### Passage shown
──────────

When a movie franchise ends, everything is wrapped up in a bow. Heroes walk off into the sunset and maybe there’s an epilogue 20 years in the future, but basically the story is over and that last scene is frozen in amber forever. When a television series ends, you’re comforted knowing those character’s lives will go on; but you’re sad because we just won’t get to see them anymore. The Harry Potter franchise ends, but we all know that Saul Goodman from Breaking Bad is still out there.


This distinction matters when you’re talking about Avengers: Endgame because it wasn’t really a movie. Starting with Iron Man in 2008 and especially after the first Avengers in 2012, we’ve all been watching a big budget, long-form television show with two or three installments a year. So what does that really mean for Avengers: Endgame? You got an impossible plot, unbelievable action, unprecedented character development and diversity that will shame every other franchise for the next 30 years.

Just don’t call it a movie.

Our collective cultural investment in the Marvel Cinematic universe is a testament to the Golden Age of television, Netflix and trusting the audience. I went to Bingeclock.com to see how long it takes to binge all six seasons of Game of Thrones, and it’s 2 days and 18 hours and 40 minutes. All five seasons of Breaking Bad? 2 days 14 hours. You know how long it takes to binge all 22 movies of the Marvel Cinematic Universe? One day, 23 hours and 14 minutes (over a decade, each release built off the next), basically the same as a peak TV show. Compare that to how long it takes to binge all 25 James Bond movies: two days, four hours and 56 minutes, but that’s content spread out over 57 years! Avengers: Endgame is even filmed like a TV show with scene changes fading to black almost like you’re going to commercial. Never before has the American viewing audience consumed so much theater content, over just 10 years, that’s all interconnected. Yet, that’s exactly what makes the series finale work.

──────────

### Data block
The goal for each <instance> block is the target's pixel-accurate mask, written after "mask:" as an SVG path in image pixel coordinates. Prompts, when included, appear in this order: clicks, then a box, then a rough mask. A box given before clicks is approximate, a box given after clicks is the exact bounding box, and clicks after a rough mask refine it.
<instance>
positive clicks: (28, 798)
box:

──────────

### Brief 1
Reproduce the part of the passage on Avengers: Endgame that opens with the words containing "This distinction matters" and closes with "it a movie.".
### Brief 2
In the passage on Avengers: Endgame, how long does it take to binge all 22 Marvel Cinematic Universe movies?

### Answer box 1
This distinction matters when you’re talking about Avengers: Endgame because it wasn’t really a movie. Starting with Iron Man in 2008 and especially after the first Avengers in 2012, we’ve all been watching a big budget, long-form television show with two or three installments a year. So what does that really mean for Avengers: Endgame? You got an impossible plot, unbelievable action, unprecedented character development and diversity that will shame every other franchise for the next 30 years.

Just don’t call it a movie.

### Answer box 2
One day, 23 hours and 14 minutes.